Stated exercise. Could you extract every entry below and reproduce it exactly?

═══

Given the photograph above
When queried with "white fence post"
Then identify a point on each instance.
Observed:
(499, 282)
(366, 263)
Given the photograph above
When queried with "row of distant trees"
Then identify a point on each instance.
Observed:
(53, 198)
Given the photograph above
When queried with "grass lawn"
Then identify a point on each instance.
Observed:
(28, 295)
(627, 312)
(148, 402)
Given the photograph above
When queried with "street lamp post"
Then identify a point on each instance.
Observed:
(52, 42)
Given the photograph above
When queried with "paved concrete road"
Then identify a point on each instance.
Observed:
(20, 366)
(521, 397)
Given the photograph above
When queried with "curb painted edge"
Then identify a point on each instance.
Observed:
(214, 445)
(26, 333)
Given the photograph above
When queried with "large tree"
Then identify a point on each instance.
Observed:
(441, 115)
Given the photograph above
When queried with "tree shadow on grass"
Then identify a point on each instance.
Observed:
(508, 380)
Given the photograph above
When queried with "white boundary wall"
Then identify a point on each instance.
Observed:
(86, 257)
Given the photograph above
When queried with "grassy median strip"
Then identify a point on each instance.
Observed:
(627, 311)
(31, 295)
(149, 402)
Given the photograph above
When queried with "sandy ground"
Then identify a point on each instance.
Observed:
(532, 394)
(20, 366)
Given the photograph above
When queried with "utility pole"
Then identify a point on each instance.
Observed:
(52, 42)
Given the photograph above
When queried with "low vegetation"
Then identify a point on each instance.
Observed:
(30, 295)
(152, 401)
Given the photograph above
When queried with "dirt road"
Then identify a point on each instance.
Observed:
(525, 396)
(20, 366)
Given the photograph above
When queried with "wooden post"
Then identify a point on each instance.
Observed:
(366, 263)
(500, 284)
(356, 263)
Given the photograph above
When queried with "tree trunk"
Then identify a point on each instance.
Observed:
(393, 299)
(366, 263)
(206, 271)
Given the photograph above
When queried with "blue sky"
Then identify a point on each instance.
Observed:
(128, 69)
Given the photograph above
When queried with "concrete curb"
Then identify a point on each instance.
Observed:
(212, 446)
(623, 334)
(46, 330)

═══

In response.
Given the photograph above
When queried with "white fence post"
Then identify a point on each instance.
Observed:
(499, 282)
(366, 263)
Given the photograph above
When queried with "row of distant trees"
Then identify a point on each instance.
Observed:
(53, 198)
Given the photograph above
When queried with "grass lawn"
Then identify a point on each instance.
Observed:
(28, 295)
(627, 312)
(148, 402)
Given the photograph above
When queried with "street lamp post"
Then identify a point on each instance.
Observed:
(52, 42)
Given the photograph above
When queried with "paved concrete road"
Then identify a point on each instance.
Observed:
(20, 366)
(521, 397)
Given the photograph above
When queried with "curb painted edge"
Then identify a point on each instance.
Observed:
(214, 445)
(26, 333)
Given the photograph above
When queried with "large tree"
Then identify a point on each instance.
Observed:
(441, 115)
Given the photograph above
When queried with "tree shadow on grass"
Then identify a point on each instance.
Observed:
(508, 380)
Given the photograph above
When queried with "white boundary wall"
Then identify a point on each instance.
Observed:
(86, 257)
Given the photograph above
When queried with "grassy median strip"
Then identify a point on each instance.
Observed:
(627, 311)
(31, 295)
(149, 402)
Given the photograph above
When queried with "sandy ground"
Then identify a point on each instance.
Observed:
(532, 394)
(20, 366)
Given the photograph above
When queried with "utility pole"
Then identify a point on each instance.
Observed:
(52, 42)
Given the photograph above
When queried with "low vegetation"
Then identify a point on each instance.
Observed:
(30, 295)
(152, 401)
Given the photograph above
When queried with "dirt road"
Then identify a point on each instance.
Observed:
(525, 396)
(20, 366)
Given the photograph above
When queried with "wooden post"
Then identify a point on each instance.
Observed:
(366, 263)
(500, 284)
(356, 263)
Given the photograph above
When queried with "tree trunk"
Then identify a point on each instance.
Observed:
(393, 299)
(366, 263)
(206, 271)
Given the photograph above
When queried with "blue sky"
Then identify a point on each instance.
Observed:
(128, 69)
Given the photograph above
When queried with "concrete curb"
Then identify a point on each instance.
Observed:
(212, 446)
(623, 334)
(46, 330)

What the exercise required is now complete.